Avant la loi sur l’armée, sur l’instruction, avant la loi municipale et la loi électorale, avant de rechercher les causes de notre déchéance et d’y porter remède, il faut assurer la libération du territoire et l’exécution des contrats.
L’Assemblée a déjà consacré de longs mois à cette double tâche.
Au fond c’est, comme après 1815, une solution financière à trouver.
Un des moyens proposés, moyen simple et précis que notre tempérament national eût certainement accepté, consistait à faire la somme des charges que nos récents désastres vont ajouter au budget annuel de la France (500 millions ou 700 millions avec l’amortissement ; c’est-à-dire 14 francs ou 20 francs par tête et par an, à ajouter aux 55 francs que représente le budget divisé entre les 36 millions de Français) ; puis à demander cette somme à un impôt spécial, personnel et proportionnel, payé par tous les Français sous le nom d’impôt de la guerre de 1870.
Cette idée n’a pas prévalu dans les conseils du Gouvernement.
[…]
La Commission du budget a écarté les différents projets d’impôt sur le revenu à cause des difficultés pratiques d’application et surtout parce que : “La déclaration ou constatation générale ont quelque chose d’antipathique à nos moeurs, que c’est un sentiment naturel à l’homme et légitime, que de vouloir garder le secret de sa fortune ou de sa pauvreté. La taxation d’office, toujours entachée d’arbitraire, risque d’être d’autant plus incertaine qu’elle est confiée à des fonctionnaires étrangers à la localité, tandis que si elle est confiée à des Commissions locales, elle peut devenir injuste, tour à tour complaisante ou vexatoire.” La Commission propose sous le nom d’impôts sur les revenus mobiliers, et, “en l’appropriant mieux à nos moeurs nationales, un mode de taxation que l’Angleterre a établi d’abord comme impôt de guerre, a aboli lors de la paix et a repris en 1842 pour le conserver jusqu’à aujourd’hui.” Malheureusement, ce projet, qui cherche à atteindre le revenu, abstraction faite du propriétaire, impose précisément et presque exclusivement les formalités de déclaration, vérification et contrôle aux industriels et commerçants, c’est-à-dire à ceux chez lesquels elles portent la plus grave atteinte au secret des affaires et souvent au crédit.

**Objectifs**.
1. Répondez aux questions suivantes à partir de l'extrait.
(a) À quelle époque l'extrait compare-t-il la solution financière à trouver ?
(b) Quelle somme le budget représente-t-il une fois divisé entre les Français ?
(c) Quel pays a d'abord établi comme impôt de guerre le mode de taxation que propose la Commission ?
2. Recopiez fidèlement le passage de l'extrait qui va de « Avant la loi sur » à « cette double tâche. ».

**Informations affichées**.
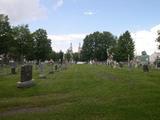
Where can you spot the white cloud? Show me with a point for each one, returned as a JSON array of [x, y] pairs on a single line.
[[22, 10], [146, 40], [62, 42], [58, 3], [89, 13]]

**Corrigé des exercices**.
1.
(a) À l'époque qui a suivi 1815.
(b) 55 francs par tête.
(c) L'Angleterre.

2.
Avant la loi sur l’armée, sur l’instruction, avant la loi municipale et la loi électorale, avant de rechercher les causes de notre déchéance et d’y porter remède, il faut assurer la libération du territoire et l’exécution des contrats.
L’Assemblée a déjà consacré de longs mois à cette double tâche.